Output every entry exactly as given.
## start Data extract
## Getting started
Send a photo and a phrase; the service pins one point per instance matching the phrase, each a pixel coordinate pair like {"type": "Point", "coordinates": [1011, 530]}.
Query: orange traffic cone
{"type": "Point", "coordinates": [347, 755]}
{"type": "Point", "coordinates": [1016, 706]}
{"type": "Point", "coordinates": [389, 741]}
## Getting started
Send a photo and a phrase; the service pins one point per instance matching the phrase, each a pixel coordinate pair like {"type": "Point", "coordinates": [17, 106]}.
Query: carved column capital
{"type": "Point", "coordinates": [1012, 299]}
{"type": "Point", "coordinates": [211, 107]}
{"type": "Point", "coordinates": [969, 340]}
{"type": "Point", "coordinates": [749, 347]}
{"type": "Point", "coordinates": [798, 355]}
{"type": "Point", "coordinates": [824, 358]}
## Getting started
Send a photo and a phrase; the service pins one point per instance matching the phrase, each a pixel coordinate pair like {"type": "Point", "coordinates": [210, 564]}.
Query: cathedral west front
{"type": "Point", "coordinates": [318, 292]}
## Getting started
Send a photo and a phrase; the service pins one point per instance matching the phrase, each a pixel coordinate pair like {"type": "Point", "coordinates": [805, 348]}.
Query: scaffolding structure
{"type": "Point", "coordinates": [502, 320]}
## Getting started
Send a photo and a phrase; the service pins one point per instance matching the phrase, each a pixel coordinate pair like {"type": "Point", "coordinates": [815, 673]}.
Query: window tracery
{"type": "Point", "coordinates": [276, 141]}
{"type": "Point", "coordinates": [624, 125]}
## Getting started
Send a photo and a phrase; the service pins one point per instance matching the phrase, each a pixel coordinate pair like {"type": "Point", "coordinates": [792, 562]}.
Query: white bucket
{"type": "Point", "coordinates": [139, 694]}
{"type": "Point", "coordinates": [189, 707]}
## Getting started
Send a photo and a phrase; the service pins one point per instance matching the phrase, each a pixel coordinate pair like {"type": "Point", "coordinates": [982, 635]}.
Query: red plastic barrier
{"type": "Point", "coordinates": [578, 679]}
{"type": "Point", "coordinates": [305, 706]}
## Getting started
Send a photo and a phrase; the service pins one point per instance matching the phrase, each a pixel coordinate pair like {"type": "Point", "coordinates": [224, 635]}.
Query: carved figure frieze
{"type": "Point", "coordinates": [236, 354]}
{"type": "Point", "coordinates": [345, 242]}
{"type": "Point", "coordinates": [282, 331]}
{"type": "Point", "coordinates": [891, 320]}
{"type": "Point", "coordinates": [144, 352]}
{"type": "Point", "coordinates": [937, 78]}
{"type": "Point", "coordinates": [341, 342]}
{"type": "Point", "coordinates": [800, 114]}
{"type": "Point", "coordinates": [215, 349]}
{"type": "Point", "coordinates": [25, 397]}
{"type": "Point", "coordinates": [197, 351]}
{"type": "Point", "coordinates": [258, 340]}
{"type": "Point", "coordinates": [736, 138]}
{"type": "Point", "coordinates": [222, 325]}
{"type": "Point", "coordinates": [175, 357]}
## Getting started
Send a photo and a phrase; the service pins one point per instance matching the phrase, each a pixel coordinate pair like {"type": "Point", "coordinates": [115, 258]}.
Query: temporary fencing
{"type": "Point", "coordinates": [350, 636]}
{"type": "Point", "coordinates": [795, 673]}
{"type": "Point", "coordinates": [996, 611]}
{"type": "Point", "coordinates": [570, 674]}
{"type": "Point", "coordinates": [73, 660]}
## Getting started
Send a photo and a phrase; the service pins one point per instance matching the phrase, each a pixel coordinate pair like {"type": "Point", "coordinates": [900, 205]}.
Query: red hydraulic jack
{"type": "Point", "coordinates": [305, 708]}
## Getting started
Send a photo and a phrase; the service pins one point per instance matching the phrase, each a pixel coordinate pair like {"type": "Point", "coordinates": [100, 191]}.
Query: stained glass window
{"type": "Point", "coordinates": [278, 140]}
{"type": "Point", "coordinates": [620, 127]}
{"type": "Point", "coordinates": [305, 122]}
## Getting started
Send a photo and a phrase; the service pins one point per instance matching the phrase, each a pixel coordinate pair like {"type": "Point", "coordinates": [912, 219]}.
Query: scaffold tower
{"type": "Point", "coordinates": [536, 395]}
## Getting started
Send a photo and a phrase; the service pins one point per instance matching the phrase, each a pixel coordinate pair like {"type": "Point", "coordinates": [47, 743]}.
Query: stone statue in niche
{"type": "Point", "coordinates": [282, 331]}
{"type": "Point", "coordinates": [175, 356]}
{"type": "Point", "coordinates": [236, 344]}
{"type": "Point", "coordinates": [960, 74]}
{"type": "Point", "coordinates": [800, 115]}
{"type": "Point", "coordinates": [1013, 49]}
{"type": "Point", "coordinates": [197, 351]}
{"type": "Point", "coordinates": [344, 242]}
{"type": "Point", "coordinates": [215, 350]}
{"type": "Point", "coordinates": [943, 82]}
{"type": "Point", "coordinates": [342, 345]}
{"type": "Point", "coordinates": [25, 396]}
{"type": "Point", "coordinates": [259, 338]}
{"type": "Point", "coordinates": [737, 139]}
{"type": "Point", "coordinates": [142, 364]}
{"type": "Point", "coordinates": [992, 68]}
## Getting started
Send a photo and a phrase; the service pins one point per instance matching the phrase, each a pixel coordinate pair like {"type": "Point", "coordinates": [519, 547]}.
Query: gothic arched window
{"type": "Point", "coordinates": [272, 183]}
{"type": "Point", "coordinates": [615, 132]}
## end Data extract
## Task answer
## Getting started
Send a photo and a phrase; the service pins one point per instance matching the phrase, each a pixel coordinate pair like {"type": "Point", "coordinates": [1011, 530]}.
Query: orange traffic cone
{"type": "Point", "coordinates": [347, 755]}
{"type": "Point", "coordinates": [1016, 706]}
{"type": "Point", "coordinates": [389, 741]}
## Getting started
Send a photo and a phrase; the service pins one point per instance matching the phrase, each a pixel coordinate pair like {"type": "Point", "coordinates": [17, 106]}.
Query: carved column capital
{"type": "Point", "coordinates": [1012, 299]}
{"type": "Point", "coordinates": [211, 107]}
{"type": "Point", "coordinates": [969, 340]}
{"type": "Point", "coordinates": [749, 347]}
{"type": "Point", "coordinates": [798, 355]}
{"type": "Point", "coordinates": [824, 358]}
## Getting started
Send a photo and a phrase; the service pins one point per instance matching the phrase, each a pixel coordinate pair like {"type": "Point", "coordinates": [210, 564]}.
Query: cathedral west front
{"type": "Point", "coordinates": [318, 292]}
## Getting started
Send a photo and a phrase; the service pins one point per instance matching the phrase, each a pixel coordinate pair like {"type": "Point", "coordinates": [805, 348]}.
Query: scaffolding structure
{"type": "Point", "coordinates": [502, 320]}
## Getting started
Send a photo and a phrase; the service pins one point per instance matching the phrase, each a pixel coordinate pair like {"type": "Point", "coordinates": [815, 673]}.
Query: window tracery
{"type": "Point", "coordinates": [276, 141]}
{"type": "Point", "coordinates": [624, 125]}
## Getting started
Send a photo and a phrase; the service pins one point per instance matching the phrase, each a pixel coordinate pair like {"type": "Point", "coordinates": [792, 562]}.
Query: white bucket
{"type": "Point", "coordinates": [139, 694]}
{"type": "Point", "coordinates": [189, 707]}
## Getting started
Send a photo and a phrase; the service pins one point per instance matching the phrase, each a pixel coordinate pair like {"type": "Point", "coordinates": [982, 635]}.
Query: red plastic barrier
{"type": "Point", "coordinates": [578, 679]}
{"type": "Point", "coordinates": [305, 706]}
## Getting started
Send a photo and a phrase; the service pins one point per instance matching the phrase, each a pixel coordinate pair like {"type": "Point", "coordinates": [224, 635]}.
Query: carved figure frieze
{"type": "Point", "coordinates": [236, 354]}
{"type": "Point", "coordinates": [345, 242]}
{"type": "Point", "coordinates": [282, 331]}
{"type": "Point", "coordinates": [891, 320]}
{"type": "Point", "coordinates": [144, 352]}
{"type": "Point", "coordinates": [937, 78]}
{"type": "Point", "coordinates": [341, 342]}
{"type": "Point", "coordinates": [800, 114]}
{"type": "Point", "coordinates": [215, 349]}
{"type": "Point", "coordinates": [25, 397]}
{"type": "Point", "coordinates": [197, 351]}
{"type": "Point", "coordinates": [258, 340]}
{"type": "Point", "coordinates": [736, 138]}
{"type": "Point", "coordinates": [222, 325]}
{"type": "Point", "coordinates": [175, 357]}
## Getting started
Send a photo and a phrase; the service pins one point per instance matching the phrase, each a pixel coordinate pair like {"type": "Point", "coordinates": [115, 258]}.
Query: temporary fencing
{"type": "Point", "coordinates": [350, 636]}
{"type": "Point", "coordinates": [795, 673]}
{"type": "Point", "coordinates": [996, 611]}
{"type": "Point", "coordinates": [570, 674]}
{"type": "Point", "coordinates": [73, 660]}
## Getting started
Send a photo and a phrase; the service pins one point per instance matching the phrase, each a pixel coordinate pair like {"type": "Point", "coordinates": [900, 205]}.
Query: red hydraulic jack
{"type": "Point", "coordinates": [305, 708]}
## Getting started
Send a photo and a phrase; the service pins one point per instance matching the phrase, each a pixel coordinate pair like {"type": "Point", "coordinates": [100, 191]}.
Query: stained glass window
{"type": "Point", "coordinates": [278, 140]}
{"type": "Point", "coordinates": [620, 127]}
{"type": "Point", "coordinates": [305, 122]}
## Getting started
Send a photo and a phrase; the service pins one point per instance matching the phrase, each a pixel coordinate pair like {"type": "Point", "coordinates": [912, 219]}.
Query: scaffold tower
{"type": "Point", "coordinates": [536, 395]}
## Getting started
Send a photo and a phrase; the service pins one point per instance matching the phrase, each a pixel coordinate pair like {"type": "Point", "coordinates": [47, 743]}.
Query: stone statue in niche
{"type": "Point", "coordinates": [282, 331]}
{"type": "Point", "coordinates": [175, 356]}
{"type": "Point", "coordinates": [236, 344]}
{"type": "Point", "coordinates": [960, 74]}
{"type": "Point", "coordinates": [800, 115]}
{"type": "Point", "coordinates": [1013, 49]}
{"type": "Point", "coordinates": [197, 351]}
{"type": "Point", "coordinates": [344, 242]}
{"type": "Point", "coordinates": [215, 350]}
{"type": "Point", "coordinates": [943, 82]}
{"type": "Point", "coordinates": [342, 345]}
{"type": "Point", "coordinates": [25, 396]}
{"type": "Point", "coordinates": [259, 338]}
{"type": "Point", "coordinates": [737, 139]}
{"type": "Point", "coordinates": [142, 364]}
{"type": "Point", "coordinates": [992, 68]}
## Getting started
Send a photo and a phrase; the service pins one point per instance matching the phrase, each a pixel coordinate pair like {"type": "Point", "coordinates": [519, 547]}.
Query: gothic arched window
{"type": "Point", "coordinates": [272, 183]}
{"type": "Point", "coordinates": [615, 132]}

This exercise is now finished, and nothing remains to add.